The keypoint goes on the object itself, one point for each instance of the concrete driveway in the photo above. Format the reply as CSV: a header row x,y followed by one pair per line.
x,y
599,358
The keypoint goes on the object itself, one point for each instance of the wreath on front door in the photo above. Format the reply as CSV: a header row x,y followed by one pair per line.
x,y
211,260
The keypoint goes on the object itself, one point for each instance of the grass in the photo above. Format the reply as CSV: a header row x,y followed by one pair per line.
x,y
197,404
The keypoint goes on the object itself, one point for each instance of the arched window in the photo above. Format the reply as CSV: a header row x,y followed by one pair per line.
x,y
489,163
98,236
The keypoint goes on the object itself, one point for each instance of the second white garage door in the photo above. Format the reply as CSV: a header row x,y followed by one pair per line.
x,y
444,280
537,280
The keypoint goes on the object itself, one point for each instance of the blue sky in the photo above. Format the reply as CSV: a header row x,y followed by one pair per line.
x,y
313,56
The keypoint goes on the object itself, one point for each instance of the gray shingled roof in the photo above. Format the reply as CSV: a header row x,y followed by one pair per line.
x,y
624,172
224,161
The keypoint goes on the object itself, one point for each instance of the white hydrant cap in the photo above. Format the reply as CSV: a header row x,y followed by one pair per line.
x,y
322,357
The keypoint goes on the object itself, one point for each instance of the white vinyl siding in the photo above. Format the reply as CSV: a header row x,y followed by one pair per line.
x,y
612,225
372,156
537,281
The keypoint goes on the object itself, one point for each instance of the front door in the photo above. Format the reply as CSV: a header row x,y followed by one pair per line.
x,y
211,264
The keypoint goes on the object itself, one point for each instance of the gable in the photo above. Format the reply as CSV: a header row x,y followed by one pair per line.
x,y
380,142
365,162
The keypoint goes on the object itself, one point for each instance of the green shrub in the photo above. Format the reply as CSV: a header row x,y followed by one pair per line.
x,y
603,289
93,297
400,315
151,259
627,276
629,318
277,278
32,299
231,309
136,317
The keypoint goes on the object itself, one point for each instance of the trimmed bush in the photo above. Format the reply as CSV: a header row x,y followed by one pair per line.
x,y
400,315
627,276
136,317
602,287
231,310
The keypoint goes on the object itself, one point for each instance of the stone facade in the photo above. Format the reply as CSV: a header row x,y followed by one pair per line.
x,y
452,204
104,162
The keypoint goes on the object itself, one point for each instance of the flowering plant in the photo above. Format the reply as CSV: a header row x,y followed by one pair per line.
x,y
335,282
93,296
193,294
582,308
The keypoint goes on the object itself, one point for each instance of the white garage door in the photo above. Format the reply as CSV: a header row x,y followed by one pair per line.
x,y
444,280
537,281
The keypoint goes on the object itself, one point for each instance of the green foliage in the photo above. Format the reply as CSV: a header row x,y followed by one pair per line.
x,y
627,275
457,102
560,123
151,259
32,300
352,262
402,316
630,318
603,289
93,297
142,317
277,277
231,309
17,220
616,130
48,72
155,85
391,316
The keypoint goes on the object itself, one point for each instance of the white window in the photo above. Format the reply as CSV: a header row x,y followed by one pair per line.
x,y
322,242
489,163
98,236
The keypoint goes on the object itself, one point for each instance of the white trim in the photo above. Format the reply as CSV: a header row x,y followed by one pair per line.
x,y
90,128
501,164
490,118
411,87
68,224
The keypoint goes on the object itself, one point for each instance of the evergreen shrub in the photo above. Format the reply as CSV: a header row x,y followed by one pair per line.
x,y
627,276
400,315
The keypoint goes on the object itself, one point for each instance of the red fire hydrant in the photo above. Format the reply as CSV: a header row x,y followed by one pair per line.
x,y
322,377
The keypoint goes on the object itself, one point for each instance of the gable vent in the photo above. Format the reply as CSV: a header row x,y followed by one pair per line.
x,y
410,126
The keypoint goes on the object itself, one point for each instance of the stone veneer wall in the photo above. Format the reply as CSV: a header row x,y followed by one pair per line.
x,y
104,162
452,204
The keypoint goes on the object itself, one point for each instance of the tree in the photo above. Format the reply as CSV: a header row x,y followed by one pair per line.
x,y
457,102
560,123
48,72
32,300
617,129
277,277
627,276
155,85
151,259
•••••
## To be done
Retype the listing. Match it exactly.

## Solution for this task
The keypoint goes on the object itself, one point for each instance of the concrete driveway in the photo above. Format the reply as CSV: a header row x,y followed by one pair per line.
x,y
599,358
The keypoint goes on the object itself, one point for each instance of the wreath on front door in the photo above. Format the reply as CSV: a header row x,y followed by one pair per line.
x,y
211,260
The keypoint goes on the object itself, one point for each instance of the grass in the photo above. Format the reply as CSV: a header row x,y followed by one pair per line.
x,y
197,404
The keypoint goes on the object itself, one point for each instance of the arched window in the photo above. Format the reply as CSV: a header row x,y followed by one pair per line.
x,y
489,163
98,236
The keypoint goes on the object itself, one point for each instance of the second white garage door in the photo above. Format the reply as CSV: a header row x,y followed by one pair per line.
x,y
444,280
537,280
The keypoint goes on the object itself, one point for each instance of the blue sky in the photo above. Format the reply as CSV: a header row x,y followed by one pair per line.
x,y
313,56
The keypoint goes on the object itself, one point for each instance of the gray shingled roof in the photo above. Format the reply as CSV: a header row x,y followed by one pair per line.
x,y
624,172
224,161
The keypoint goes on the object itself, one point for each instance of the white hydrant cap in the photo above. Format the reply as CSV: a header row x,y followed by one pair per line.
x,y
322,357
The keypoint goes on the object itself, one point for each instance of the white vinyl siding in the photo above. Format the reply as CSV: a header row x,y followed by one pair per line.
x,y
612,225
372,156
537,281
The keypoint goes on the object itself, one point for each instance of the front door in the photo above. Format the reply as CSV: a header row x,y followed by one pair per line.
x,y
211,264
The keypoint goes on the object itself, one point for each instance of the gable in the photo above. Format the reply as CSV: a header row x,y followed by one pair per line.
x,y
380,142
365,162
The keypoint goes on the object itself, one point for each instance of the green shrub in the photo above. Format the reply as CSV: a header row x,y followed by one pair per line.
x,y
603,289
93,297
400,315
151,259
627,276
629,318
277,278
32,299
231,309
136,317
The keypoint goes on the object itself, one point for each instance of the trimmed bush in the photo above. Format the reply as CSV: a header row x,y followed by one pair per line.
x,y
400,315
627,276
136,317
602,287
231,310
The keypoint goes on the object itself, one point for each instance of the stone facade in the photo above. Format the reply as CSV: a header row x,y followed by one pair per line.
x,y
452,204
104,162
The keypoint goes on the object itself, one point for each instance of the flowering plant in the photo above. Format the reply as CSV: a header row x,y followed by one pair per line.
x,y
335,282
93,296
193,294
582,308
The keypoint goes on the object itself, one point for each instance of the white garage door in the photo above. Format the reply as CSV: a header row x,y followed by one pair per line.
x,y
444,280
537,281
The keypoint goes on the object itself, one point for each instance of the green foliage in the photo above. Format the reply as CSV: a header row x,y followed by one pair per line.
x,y
627,275
457,102
560,123
151,259
32,300
352,262
402,316
630,318
603,289
93,297
142,317
277,277
231,309
17,220
616,130
48,72
155,85
391,316
The keypoint goes on the object itself, one point for each instance of the white window in the photo above. Format the reply as CSV: a header row x,y followed by one pair per line.
x,y
322,242
489,163
98,236
The keypoint goes on the object itself, one point for each instance of the white trim in the photo above. Format the reply as CSV: a header row x,y followed by one pair per line.
x,y
90,128
501,164
490,118
411,87
68,224
The keypoint goes on the object itself, one point for each instance of the evergreen shrub in the photo above. Format the reply as CSV: a header row x,y followed by one pair per line.
x,y
627,276
400,315
The keypoint goes on the object itself, one point for each instance of the red fire hydrant in the photo above. Format the reply as CSV: a header row x,y followed by one pair per line.
x,y
322,377
The keypoint goes on the object itself, one point for each instance of the gable vent in the photo above. Format the reply as CSV: a header row x,y followed by one pair per line.
x,y
410,126
The keypoint goes on the object itself, one point for each instance of the stone veneer wall in the photo above. Format the reply as CSV: a header row x,y followed by one pair per line.
x,y
104,162
452,204
The keypoint goes on the object itself, one point for each instance of the tree in the photo above. Format the reply as CSV: a header row x,y followed by one pair per line.
x,y
457,102
560,123
48,72
32,300
617,129
277,277
627,276
155,85
151,259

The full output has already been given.